**What you need to do:**
Reproduce the digest from "Recent Speaking" to "for practical success.", inclusive, putting "lecture" in place of "talk" each time it occurs.

## Start Page

March 2024 Digest
Feb 28, 2024 8:19 pm
Consulting and Training
If you’re interested in consulting or training engagements then don’t hesitate to reach out to me at inquiries@symplectomorphic.com.
Upcoming Courses
I’ll be hosting an abbreviated suite of remote courses this summer, https://events.eventzilla.net/e/principled-bayesian-modeling-with-stan-2138610063. The material will cover foundations and a few advanced modeling techniques, including my gaussian process module that I wasn’t able to offer last year.
If you've enjoyed my courses before then please don't hesitate to share this upcoming course with colleagues and collaborators. Many thanks to everyone who has helped to spread the word.
Recent Speaking
In January I attended a lovely event on (narratively) generative modeling in ecology, https://temporalecology.org/bayes2024/, where I gave a somewhat-unusual talk titled “Scientific Inference”. In this high-concept talk I discuss how statistics can be quite naturally integrated with the scientific method, and why that integration is critical to giving statistical analyses the context needed for practical success.
More recently I lived streamed a presentation of the talk which you can view at https://www.patreon.com/posts/scientific-talk-98124091.
Recent Writing
While I was in town for that seminar I also helped to teach a pretty novel ecology workshop that focused on interactivity and domain expertise rather than copy and pasting code demonstrating a particular modeling or inferential technique. The workshop material is now online.
HTML: https://betanalpha.github.io/assets/chapters_html/tree_diameter_growth_analysis.html
PDF: https://betanalpha.github.io/assets/chapters_pdf/tree_diameter_growth_analysis.pdf
The goal of the workshop was to give the audience familiar data and let them develop their own analyses, with the instructors gently guiding them towards (narratively) generative modeling and Bayesian inference. In the end the audience saw that these ideas fall out pretty naturally from the science that they already know.
There's nothing particularly complicated about the models featured here, but I think that the material provides a useful example of building an analysis up from domain expertise rather than prebuilt parts. Yes, you might end up with a model that fits a regression template but you might also have to play around with some elliptical integrals to place that model into an interpretable context.
Support Me on Patreon
If you would like to support my writing then consider becoming a patron, https://www.patreon.com/betanalpha. Right now covector+ supporters have early access to a what ended up being a very long chapter on conditional probability theory.

## End Page
## Start Supplied data

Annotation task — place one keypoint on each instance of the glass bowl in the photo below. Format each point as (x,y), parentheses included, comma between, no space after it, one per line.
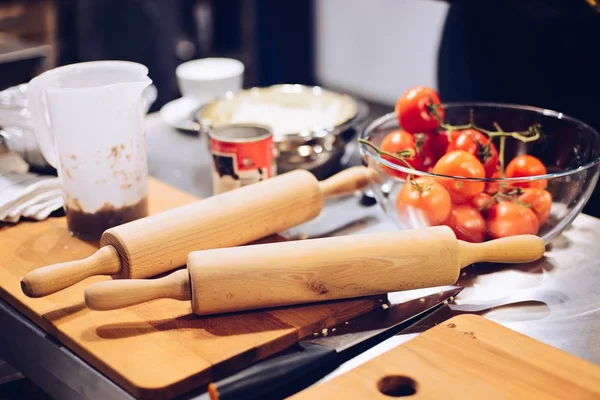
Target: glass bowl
(568,148)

## End Supplied data

**Solution to this exercise:**
Recent Speaking
In January I attended a lovely event on (narratively) generative modeling in ecology, https://temporalecology.org/bayes2024/, where I gave a somewhat-unusual lecture titled “Scientific Inference”. In this high-concept lecture I discuss how statistics can be quite naturally integrated with the scientific method, and why that integration is critical to giving statistical analyses the context needed for practical success.